Activity: Search the records below for the string "plastic", and report each line that contains it.

Supplied entries:
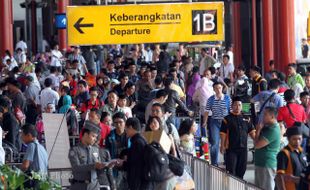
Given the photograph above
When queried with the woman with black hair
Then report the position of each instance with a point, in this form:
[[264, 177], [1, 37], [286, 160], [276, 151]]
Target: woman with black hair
[[186, 131]]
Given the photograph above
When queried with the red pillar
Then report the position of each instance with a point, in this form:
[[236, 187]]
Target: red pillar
[[284, 33], [254, 33], [62, 33], [268, 48], [236, 34], [6, 27]]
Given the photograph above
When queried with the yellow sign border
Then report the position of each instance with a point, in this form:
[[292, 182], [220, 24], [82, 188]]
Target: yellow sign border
[[91, 30]]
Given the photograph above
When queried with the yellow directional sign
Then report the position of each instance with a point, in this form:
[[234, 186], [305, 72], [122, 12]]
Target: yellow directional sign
[[128, 24]]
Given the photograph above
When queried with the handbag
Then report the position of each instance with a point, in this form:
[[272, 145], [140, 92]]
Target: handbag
[[20, 116], [176, 165], [305, 129]]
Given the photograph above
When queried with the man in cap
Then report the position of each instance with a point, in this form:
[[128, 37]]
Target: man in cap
[[291, 161], [85, 160]]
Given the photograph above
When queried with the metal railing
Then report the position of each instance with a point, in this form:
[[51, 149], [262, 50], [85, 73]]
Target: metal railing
[[207, 176]]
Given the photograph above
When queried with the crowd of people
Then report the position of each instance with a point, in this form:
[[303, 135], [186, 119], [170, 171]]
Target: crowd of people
[[111, 99]]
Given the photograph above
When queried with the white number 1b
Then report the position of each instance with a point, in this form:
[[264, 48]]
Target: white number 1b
[[207, 22]]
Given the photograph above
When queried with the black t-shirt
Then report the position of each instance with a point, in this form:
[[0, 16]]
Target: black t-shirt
[[298, 159], [237, 128]]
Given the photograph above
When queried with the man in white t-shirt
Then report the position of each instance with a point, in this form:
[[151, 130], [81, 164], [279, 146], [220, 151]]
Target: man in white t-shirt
[[56, 57]]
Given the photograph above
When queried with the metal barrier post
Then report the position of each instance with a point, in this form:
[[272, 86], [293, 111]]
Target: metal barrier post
[[235, 183]]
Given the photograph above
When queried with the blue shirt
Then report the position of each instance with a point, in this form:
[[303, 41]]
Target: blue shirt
[[38, 158], [276, 101]]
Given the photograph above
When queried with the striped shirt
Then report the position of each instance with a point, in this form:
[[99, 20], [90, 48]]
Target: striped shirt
[[219, 109]]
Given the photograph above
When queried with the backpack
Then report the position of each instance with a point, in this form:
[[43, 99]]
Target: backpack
[[242, 89], [156, 167], [215, 79], [227, 102]]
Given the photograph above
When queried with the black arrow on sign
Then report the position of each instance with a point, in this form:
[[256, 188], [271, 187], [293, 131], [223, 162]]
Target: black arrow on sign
[[78, 25]]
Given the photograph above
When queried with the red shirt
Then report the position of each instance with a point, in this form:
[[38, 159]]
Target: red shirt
[[88, 105], [105, 131], [297, 110]]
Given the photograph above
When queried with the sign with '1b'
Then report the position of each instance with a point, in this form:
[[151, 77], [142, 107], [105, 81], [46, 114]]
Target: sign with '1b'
[[153, 23]]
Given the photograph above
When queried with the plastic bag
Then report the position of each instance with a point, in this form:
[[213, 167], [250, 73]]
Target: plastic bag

Problem solution:
When queried with the plastic bag
Target: plastic bag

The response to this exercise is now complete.